● **Problem requirements**
Give the records back in full, exactly as they read.

● **Extracted data**
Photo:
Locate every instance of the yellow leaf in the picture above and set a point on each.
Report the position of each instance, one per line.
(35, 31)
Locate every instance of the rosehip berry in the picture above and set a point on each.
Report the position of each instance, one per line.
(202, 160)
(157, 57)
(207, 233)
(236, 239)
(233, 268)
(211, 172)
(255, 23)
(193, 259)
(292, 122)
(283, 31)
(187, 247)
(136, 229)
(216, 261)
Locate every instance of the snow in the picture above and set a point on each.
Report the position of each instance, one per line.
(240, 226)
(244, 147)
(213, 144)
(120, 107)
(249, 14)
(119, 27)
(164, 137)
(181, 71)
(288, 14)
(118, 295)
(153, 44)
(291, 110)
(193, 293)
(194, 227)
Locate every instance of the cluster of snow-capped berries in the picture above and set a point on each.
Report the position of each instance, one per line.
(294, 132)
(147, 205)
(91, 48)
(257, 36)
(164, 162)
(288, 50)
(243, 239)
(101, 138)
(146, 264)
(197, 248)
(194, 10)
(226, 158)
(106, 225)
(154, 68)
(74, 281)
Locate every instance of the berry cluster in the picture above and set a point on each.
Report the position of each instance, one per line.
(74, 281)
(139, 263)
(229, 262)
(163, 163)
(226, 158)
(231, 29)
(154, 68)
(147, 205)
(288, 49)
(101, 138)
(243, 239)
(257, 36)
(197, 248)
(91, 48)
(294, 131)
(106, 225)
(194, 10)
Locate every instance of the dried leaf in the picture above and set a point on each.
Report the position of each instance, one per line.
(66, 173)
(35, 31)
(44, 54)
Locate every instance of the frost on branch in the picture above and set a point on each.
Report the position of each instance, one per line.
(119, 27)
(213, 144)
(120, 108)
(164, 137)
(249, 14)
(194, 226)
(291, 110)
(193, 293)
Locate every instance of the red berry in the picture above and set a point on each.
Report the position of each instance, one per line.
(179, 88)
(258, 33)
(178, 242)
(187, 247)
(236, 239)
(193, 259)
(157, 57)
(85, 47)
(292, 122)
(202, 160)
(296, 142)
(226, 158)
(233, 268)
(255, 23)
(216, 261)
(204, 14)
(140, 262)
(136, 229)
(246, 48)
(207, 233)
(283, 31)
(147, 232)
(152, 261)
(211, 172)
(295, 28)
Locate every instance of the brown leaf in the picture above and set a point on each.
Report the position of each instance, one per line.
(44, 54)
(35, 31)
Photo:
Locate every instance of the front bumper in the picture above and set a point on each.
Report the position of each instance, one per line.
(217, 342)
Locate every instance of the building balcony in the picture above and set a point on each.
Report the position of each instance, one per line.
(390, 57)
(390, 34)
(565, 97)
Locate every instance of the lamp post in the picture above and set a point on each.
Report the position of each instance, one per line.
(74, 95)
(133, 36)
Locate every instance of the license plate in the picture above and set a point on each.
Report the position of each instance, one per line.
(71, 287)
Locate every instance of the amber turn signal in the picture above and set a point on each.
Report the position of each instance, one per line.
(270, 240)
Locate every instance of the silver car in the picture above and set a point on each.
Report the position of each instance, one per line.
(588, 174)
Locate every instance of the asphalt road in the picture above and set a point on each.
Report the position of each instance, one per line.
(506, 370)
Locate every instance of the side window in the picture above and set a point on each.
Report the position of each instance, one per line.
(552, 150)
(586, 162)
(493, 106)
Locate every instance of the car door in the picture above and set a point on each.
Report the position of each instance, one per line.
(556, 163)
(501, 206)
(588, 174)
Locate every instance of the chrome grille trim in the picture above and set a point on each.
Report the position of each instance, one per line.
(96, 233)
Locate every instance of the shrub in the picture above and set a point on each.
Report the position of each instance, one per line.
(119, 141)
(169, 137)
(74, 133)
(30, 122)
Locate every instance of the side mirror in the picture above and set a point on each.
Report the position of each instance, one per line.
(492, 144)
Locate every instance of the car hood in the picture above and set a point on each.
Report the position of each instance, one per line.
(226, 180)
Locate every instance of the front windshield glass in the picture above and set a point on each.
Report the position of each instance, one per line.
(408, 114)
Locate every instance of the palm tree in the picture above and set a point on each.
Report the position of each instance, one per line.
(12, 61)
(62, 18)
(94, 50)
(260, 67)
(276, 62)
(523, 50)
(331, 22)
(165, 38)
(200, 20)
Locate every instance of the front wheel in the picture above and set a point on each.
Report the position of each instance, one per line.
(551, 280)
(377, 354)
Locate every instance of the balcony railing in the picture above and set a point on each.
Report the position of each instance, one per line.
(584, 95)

● **Task response**
Photo:
Locate every instance of the yellow leaf in the picture above and set a point on each.
Report the position of each instance, one per line.
(35, 31)
Locate every instance of the rosehip berry in the picture above and set a point on each.
Report the position of each instance, one per line.
(202, 160)
(157, 57)
(207, 233)
(236, 239)
(233, 268)
(211, 172)
(255, 23)
(193, 259)
(292, 122)
(283, 31)
(187, 247)
(136, 229)
(216, 261)
Locate every instance of the snow in the picture above and set a point on each.
Report the position of each instance, one per line.
(240, 226)
(244, 147)
(213, 144)
(120, 107)
(249, 14)
(119, 27)
(164, 137)
(181, 71)
(288, 14)
(118, 295)
(153, 44)
(291, 110)
(193, 293)
(194, 227)
Locate every instance of the cluster of snow-capped berries in the picture above and set a point on each.
Report the position of each instance, one per line.
(294, 132)
(147, 205)
(91, 48)
(257, 36)
(164, 162)
(288, 50)
(243, 239)
(101, 138)
(146, 264)
(197, 248)
(194, 10)
(226, 158)
(106, 225)
(154, 68)
(74, 281)
Locate every instance of the berry cluster in the picture above and set a point on each.
Report the position of each instance, one per line.
(74, 281)
(139, 263)
(229, 262)
(163, 163)
(226, 158)
(231, 29)
(154, 68)
(147, 205)
(288, 49)
(101, 138)
(243, 239)
(257, 36)
(197, 248)
(91, 48)
(294, 131)
(106, 225)
(194, 10)
Locate every instance of the dried leaf in the picture above and set a point on each.
Report the position of each instance, one per line.
(66, 173)
(35, 31)
(44, 54)
Locate every instance of the frost on branch in the picture above and set a point on each.
Report the position of each instance, one per line.
(119, 27)
(213, 144)
(120, 108)
(164, 137)
(249, 14)
(194, 226)
(291, 110)
(193, 293)
Locate every instance of the red berry in the picture above and set a point on each.
Report the position of each instance, one per line.
(179, 88)
(258, 33)
(178, 242)
(187, 247)
(236, 239)
(193, 259)
(157, 57)
(85, 47)
(292, 122)
(202, 160)
(296, 142)
(226, 158)
(233, 268)
(255, 23)
(216, 261)
(204, 14)
(140, 262)
(136, 229)
(246, 48)
(207, 233)
(283, 31)
(147, 232)
(152, 261)
(211, 172)
(295, 28)
Locate every instance of the brown leaf in the picture above and set a point on each.
Report the position of each instance, one per line.
(44, 54)
(35, 31)
Photo:
Locate every instance of the front bumper in the picture above and set a point on each.
Report the position of each instance, one per line.
(217, 342)
Locate every instance of the building balcony in the picture above and set a point on each.
Report the position of each instance, one per line.
(390, 57)
(390, 34)
(565, 97)
Locate every instance of the lamp post in the picture above and set a point on each.
Report the position of each instance, one per line.
(74, 95)
(133, 36)
Locate every instance of the license plate in the picture above and set a point on each.
Report the position of each instance, one per line.
(71, 287)
Locate every instance of the amber turn signal in the picture above and set a point on each.
Report the position of each instance, one per line.
(270, 240)
Locate every instance of the silver car in the picture above and set a point on each.
Report the position of each instance, one per line.
(588, 174)
Locate every instance of the asphalt road in the picture above and set a point on each.
Report the position of each instance, one per line.
(506, 370)
Locate every instance of the side window in the picture above and set a point on each.
Report the position of each instance, one per line.
(552, 150)
(586, 162)
(493, 106)
Locate every instance of the car door in the picture above and set a point on each.
Report the position of each instance, one per line.
(556, 163)
(501, 206)
(588, 174)
Locate every instance of the chrome grille trim in the picture above and set a point on each.
Report the position of each instance, one per line.
(96, 233)
Locate every instance of the shrub in the picture above and set a point on each.
Report the position of each instance, one per line.
(119, 141)
(169, 137)
(74, 133)
(30, 122)
Locate every instance of the side mirror in the picture above and set a point on each.
Report the position of each instance, one per line.
(492, 144)
Locate every instance of the car hood in the picture above and set a point on each.
Report the position of each instance, one per line.
(226, 180)
Locate every instance of the front windshield glass in the picture above and set a point on each.
Report the position of each instance, one per line.
(408, 114)
Locate every instance of the palm tree in the picture above and set a point on each.
Report the position of each instance, one per line.
(12, 61)
(62, 18)
(94, 50)
(260, 67)
(276, 62)
(523, 50)
(331, 22)
(165, 38)
(200, 20)
Locate every instance of the front wheel in the picture above and set a point on each.
Report the position of each instance, one per line.
(551, 280)
(377, 354)
Locate every instance of the balcony railing in the picture above and set a point on each.
Report the position of each instance, one per line.
(584, 95)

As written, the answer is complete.